• **Rumusan Soal 1**
Jawab pertanyaan berikut berdasarkan cerita tentang sanggul pemberian bunti mone.
(a) Apa arti jungge monca menurut keterangan dalam kurung?
(b) Jungge bura (Sanggul Putih) menjadi lambang apa?
(c) Menurut cerita, apa akibat keberanian tanpa keikhlasan?

Kini bunti mone mempersembahkan jungge monca (Sanggul Kuning) kepada
sang istri tercinta bunti siwe. Namun apa hendak dikata, jungge monca lambang kejayaan juga ditolak oleh bunti siwe. Bunti
mone tidak putus asa, di tangan masih ada sekuntum jungge bura(Sanggul Putih) sebagai lambang keikhlasan hati dalam
membina mahligai rumah tangga. Penyerahan jungge bura(Sanggul Putih) disambut
gembira oleh bunti siwe. Jungge bura
sebagai simbul keikhlasan lebih utama dari sekuntum bunga merah dan kuning.
Karena
keberanian tanpa keikhlasan akan menimbulkan petaka bagi keluarga. Kejayaan
diraih dengan hasat dengki tidak akan berguna. Semua perjuangan tanpa kesucian
akan sia – sia.

• **Entri yang Diberikan**
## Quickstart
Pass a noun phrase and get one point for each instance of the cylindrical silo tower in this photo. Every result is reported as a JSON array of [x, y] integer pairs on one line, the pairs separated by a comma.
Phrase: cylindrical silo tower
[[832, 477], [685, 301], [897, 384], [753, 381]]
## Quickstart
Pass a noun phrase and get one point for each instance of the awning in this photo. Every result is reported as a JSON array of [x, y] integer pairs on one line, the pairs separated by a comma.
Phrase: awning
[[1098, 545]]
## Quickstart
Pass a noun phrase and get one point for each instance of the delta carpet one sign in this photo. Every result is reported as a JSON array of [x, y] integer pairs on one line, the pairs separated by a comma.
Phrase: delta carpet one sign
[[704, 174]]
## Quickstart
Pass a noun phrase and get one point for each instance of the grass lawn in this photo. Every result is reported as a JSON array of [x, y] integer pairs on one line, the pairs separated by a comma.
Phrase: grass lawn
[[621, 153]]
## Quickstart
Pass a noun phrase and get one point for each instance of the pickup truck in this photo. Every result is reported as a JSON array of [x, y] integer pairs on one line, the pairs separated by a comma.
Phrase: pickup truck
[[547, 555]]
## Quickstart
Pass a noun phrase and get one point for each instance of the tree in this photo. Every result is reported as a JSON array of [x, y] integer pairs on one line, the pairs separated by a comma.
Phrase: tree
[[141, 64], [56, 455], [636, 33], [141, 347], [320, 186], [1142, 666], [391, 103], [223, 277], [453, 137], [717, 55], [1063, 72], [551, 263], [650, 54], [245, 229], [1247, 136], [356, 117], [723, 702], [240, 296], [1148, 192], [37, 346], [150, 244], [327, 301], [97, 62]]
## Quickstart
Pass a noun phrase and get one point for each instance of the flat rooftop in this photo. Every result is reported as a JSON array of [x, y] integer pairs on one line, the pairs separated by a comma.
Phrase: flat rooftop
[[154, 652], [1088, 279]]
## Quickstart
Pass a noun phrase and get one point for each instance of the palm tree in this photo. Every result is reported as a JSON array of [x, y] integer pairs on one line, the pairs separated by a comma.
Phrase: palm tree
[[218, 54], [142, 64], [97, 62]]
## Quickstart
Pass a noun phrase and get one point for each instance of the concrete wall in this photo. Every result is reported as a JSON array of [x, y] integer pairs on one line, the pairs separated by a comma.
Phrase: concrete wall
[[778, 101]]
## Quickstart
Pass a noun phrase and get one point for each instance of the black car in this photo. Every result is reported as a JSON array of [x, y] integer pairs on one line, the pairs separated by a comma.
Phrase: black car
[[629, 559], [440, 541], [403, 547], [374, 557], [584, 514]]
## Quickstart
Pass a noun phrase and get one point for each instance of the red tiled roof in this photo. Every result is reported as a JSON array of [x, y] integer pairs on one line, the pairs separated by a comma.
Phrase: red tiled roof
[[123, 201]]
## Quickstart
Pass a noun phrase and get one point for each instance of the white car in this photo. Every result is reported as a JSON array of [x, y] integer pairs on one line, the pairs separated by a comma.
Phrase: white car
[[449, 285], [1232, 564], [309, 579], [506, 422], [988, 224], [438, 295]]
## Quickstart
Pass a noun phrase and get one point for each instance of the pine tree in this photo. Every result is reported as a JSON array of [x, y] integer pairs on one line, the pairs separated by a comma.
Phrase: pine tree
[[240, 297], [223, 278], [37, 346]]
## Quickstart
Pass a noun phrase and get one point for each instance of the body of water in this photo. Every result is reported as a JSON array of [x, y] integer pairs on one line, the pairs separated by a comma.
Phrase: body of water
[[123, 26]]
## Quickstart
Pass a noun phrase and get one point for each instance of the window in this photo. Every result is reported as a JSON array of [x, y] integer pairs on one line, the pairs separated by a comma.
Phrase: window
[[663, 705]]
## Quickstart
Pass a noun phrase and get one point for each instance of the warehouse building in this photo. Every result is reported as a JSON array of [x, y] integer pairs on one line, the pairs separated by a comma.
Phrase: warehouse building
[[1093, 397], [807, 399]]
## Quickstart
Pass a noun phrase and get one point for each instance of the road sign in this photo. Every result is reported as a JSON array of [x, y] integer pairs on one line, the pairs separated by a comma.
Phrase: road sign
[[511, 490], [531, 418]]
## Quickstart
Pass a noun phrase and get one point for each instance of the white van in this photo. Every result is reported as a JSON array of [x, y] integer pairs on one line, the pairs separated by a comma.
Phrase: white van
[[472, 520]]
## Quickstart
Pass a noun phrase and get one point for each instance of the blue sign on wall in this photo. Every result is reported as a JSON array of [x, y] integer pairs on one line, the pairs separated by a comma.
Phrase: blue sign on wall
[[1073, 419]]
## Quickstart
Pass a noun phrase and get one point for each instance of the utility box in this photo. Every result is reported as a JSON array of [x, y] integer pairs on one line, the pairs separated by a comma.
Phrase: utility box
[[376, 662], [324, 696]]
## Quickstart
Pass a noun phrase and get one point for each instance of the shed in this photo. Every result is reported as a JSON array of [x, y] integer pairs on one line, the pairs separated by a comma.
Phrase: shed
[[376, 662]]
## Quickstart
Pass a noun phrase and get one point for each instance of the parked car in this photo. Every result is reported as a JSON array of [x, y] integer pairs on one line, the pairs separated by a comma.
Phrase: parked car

• **Rumusan Soal 2**
Susun ulang entri menjadi daftar bernomor tanpa baris kosong, mulai dari baris pertama entri sampai baris yang memuat "[[832, 477], [685, 301], [897, 384], [753, 381]]", termasuk baris itu.

• **Hasil yang Diharapkan 1**
(a) Sanggul Kuning.
(b) Lambang keikhlasan hati dalam membina mahligai rumah tangga.
(c) Akan menimbulkan petaka bagi keluarga.

• **Hasil yang Diharapkan 2**
1. ## Quickstart
2. Pass a noun phrase and get one point for each instance of the cylindrical silo tower in this photo. Every result is reported as a JSON array of [x, y] integer pairs on one line, the pairs separated by a comma.
3. Phrase: cylindrical silo tower
4. [[832, 477], [685, 301], [897, 384], [753, 381]]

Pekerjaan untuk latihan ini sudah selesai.